--- BEGIN Records for the exercise ---

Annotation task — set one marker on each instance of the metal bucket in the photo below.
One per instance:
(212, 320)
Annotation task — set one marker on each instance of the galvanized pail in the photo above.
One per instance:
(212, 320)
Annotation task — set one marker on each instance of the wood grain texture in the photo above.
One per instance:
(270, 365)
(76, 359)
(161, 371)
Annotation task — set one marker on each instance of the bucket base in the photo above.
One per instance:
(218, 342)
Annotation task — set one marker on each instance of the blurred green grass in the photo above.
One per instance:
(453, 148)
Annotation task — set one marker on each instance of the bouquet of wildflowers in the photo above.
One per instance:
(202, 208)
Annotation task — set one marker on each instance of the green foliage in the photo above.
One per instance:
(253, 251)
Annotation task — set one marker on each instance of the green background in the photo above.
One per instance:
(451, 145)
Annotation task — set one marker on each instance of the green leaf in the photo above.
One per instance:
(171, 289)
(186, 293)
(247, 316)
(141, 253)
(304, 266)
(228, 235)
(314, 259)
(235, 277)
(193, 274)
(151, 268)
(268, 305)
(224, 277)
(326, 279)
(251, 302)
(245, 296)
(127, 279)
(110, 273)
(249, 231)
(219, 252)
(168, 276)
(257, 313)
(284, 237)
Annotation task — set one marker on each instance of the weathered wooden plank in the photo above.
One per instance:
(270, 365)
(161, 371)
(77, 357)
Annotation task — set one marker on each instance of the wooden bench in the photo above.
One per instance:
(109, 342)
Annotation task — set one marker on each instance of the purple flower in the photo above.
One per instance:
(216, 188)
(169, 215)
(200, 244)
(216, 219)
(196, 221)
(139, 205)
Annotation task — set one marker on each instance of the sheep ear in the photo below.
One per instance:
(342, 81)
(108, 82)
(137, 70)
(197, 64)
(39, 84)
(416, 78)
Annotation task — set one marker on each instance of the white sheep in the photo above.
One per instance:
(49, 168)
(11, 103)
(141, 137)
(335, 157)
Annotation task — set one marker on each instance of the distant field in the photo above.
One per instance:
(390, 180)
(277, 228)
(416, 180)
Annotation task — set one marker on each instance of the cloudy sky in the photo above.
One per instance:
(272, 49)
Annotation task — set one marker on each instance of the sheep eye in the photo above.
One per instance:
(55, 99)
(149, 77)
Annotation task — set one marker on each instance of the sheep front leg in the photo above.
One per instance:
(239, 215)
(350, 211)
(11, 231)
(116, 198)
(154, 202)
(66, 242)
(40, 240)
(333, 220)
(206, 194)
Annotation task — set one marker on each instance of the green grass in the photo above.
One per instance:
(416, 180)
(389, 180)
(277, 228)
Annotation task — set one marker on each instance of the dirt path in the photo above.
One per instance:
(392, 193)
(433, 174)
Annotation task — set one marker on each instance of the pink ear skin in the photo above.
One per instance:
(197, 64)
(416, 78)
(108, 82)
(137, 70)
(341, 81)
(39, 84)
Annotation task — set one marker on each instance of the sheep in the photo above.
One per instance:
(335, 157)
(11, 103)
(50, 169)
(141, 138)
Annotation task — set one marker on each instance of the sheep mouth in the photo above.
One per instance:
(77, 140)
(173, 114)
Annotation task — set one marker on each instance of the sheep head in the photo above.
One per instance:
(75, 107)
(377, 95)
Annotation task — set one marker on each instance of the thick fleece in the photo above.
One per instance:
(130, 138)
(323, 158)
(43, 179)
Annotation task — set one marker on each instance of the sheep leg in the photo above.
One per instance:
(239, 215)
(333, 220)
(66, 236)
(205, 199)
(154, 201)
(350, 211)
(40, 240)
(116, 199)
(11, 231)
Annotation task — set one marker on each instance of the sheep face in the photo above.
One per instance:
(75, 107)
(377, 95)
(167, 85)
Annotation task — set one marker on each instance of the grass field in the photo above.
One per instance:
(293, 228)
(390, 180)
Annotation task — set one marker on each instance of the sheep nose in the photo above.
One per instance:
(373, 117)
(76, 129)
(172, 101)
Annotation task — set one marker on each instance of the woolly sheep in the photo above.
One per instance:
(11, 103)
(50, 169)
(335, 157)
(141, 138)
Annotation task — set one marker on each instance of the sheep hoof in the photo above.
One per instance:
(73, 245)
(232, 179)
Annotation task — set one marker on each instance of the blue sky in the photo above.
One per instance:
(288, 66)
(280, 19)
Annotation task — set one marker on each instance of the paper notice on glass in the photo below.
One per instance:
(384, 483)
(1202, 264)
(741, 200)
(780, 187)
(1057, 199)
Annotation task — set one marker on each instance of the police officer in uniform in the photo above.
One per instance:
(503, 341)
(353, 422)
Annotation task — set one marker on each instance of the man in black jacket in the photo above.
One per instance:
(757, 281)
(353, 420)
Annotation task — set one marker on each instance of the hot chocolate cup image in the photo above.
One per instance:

--- END Records for the exercise ---

● Stated exercise
Write the entries again, exactly as they stand.

● Solved exercise
Annotation task — set one marker on each instance of the metal bucket in the photo below.
One per instance:
(212, 320)
Annotation task — set one marker on each instance of the galvanized pail in the photo above.
One per instance:
(212, 320)
Annotation task — set one marker on each instance of the wood grain texture in the photo above.
One per instance:
(270, 365)
(76, 359)
(161, 371)
Annotation task — set one marker on each instance of the bucket base in the photo above.
One per instance:
(218, 342)
Annotation task — set one marker on each instance of the blurred green grass in the photo above.
One per instance:
(453, 148)
Annotation task — set one marker on each instance of the bouquet of wildflowers in the photo above.
One per instance:
(202, 208)
Annotation task — set one marker on each instance of the green foliage in the photo above.
One per instance:
(253, 251)
Annotation task — set one marker on each instance of the green background in the photo above.
One per instance:
(451, 145)
Annotation task — set one marker on each instance of the green leaf in the photo above.
One per instance:
(171, 289)
(186, 293)
(247, 316)
(141, 253)
(304, 266)
(228, 235)
(314, 259)
(235, 277)
(193, 274)
(151, 268)
(268, 305)
(224, 277)
(326, 279)
(251, 302)
(245, 296)
(127, 279)
(110, 273)
(249, 231)
(219, 252)
(168, 276)
(257, 313)
(284, 237)
Annotation task — set one marker on each instance of the weathered wooden plank in the photo above.
One per instance:
(270, 365)
(161, 371)
(77, 357)
Annotation task — set one marker on each instance of the wooden bench in the photo above.
One per instance:
(109, 342)
Annotation task — set one marker on each instance of the purple flower in the photo above.
One per instance:
(216, 188)
(169, 215)
(200, 244)
(216, 219)
(196, 221)
(139, 205)
Annotation task — set one marker on each instance of the sheep ear in the photo below.
One per instance:
(342, 81)
(108, 82)
(137, 70)
(197, 64)
(39, 84)
(416, 78)
Annotation task — set one marker on each instance of the white sheep in the photo above.
One per instance:
(49, 168)
(11, 103)
(141, 137)
(335, 157)
Annotation task — set one marker on each instance of the distant field in the photo above.
One per instance:
(390, 180)
(277, 228)
(416, 180)
Annotation task — set one marker on each instance of the cloudy sky in the photo above.
One per instance:
(272, 49)
Annotation task — set one marker on each instance of the sheep eye in the photo above.
One per instance:
(55, 99)
(149, 77)
Annotation task — set one marker on each instance of the sheep front leg in the photo above.
One per instance:
(239, 215)
(350, 211)
(11, 231)
(116, 198)
(154, 202)
(66, 242)
(40, 240)
(333, 220)
(206, 194)
Annotation task — set one marker on each instance of the green grass in the photo above.
One per instance:
(416, 180)
(389, 180)
(277, 228)
Annotation task — set one marker on each instance of the dirt path in the photo above.
One per instance:
(392, 193)
(433, 174)
Annotation task — set one marker on each instance of the pink ear skin in the photo above.
One per instance:
(197, 64)
(416, 78)
(108, 82)
(137, 70)
(341, 81)
(39, 84)
Annotation task — set one marker on each instance of the sheep in the photo above.
One per instance:
(335, 157)
(11, 103)
(50, 169)
(141, 138)
Annotation task — set one marker on each instance of the sheep mouth in the photo above.
One per instance:
(77, 140)
(173, 114)
Annotation task — set one marker on each instance of the sheep head in the photo above.
One per instance:
(75, 107)
(377, 95)
Annotation task — set one marker on each instance of the thick fleece in the photo above.
One per instance:
(130, 138)
(323, 158)
(43, 179)
Annotation task — set one marker on each instance of the sheep leg in the photo above.
One per instance:
(239, 215)
(333, 220)
(66, 236)
(205, 199)
(154, 201)
(350, 211)
(40, 240)
(116, 199)
(11, 231)
Annotation task — set one marker on each instance of the sheep face in the photo above.
One per instance:
(75, 107)
(377, 95)
(167, 85)
Annotation task — set one marker on each instance of the grass field in the photo above.
One per instance:
(293, 228)
(390, 180)
Annotation task — set one marker on each instance of the sheep nose in the photo above.
One per instance:
(373, 117)
(76, 129)
(172, 101)
Annotation task — set one marker on each instance of the woolly sheep in the photo above.
One per instance:
(11, 103)
(50, 169)
(335, 157)
(141, 138)
Annotation task — set one marker on each instance of the sheep hoof in the photo above.
One per instance:
(73, 245)
(232, 179)
Annotation task — set one marker on each instance of the blue sky in the photo above.
One per instance:
(288, 66)
(280, 19)
Annotation task — set one marker on each instance of the paper notice on glass in the photo below.
One per instance:
(384, 483)
(1202, 264)
(741, 200)
(780, 187)
(1057, 199)
Annotation task — set one marker on each instance of the police officer in uniform in the photo above.
One per instance:
(503, 341)
(353, 422)
Annotation task — set one marker on each instance of the man in black jacket in the photo above.
One per instance:
(757, 281)
(353, 420)
Annotation task — set one marker on each instance of the hot chocolate cup image in the photo above.
One per instance:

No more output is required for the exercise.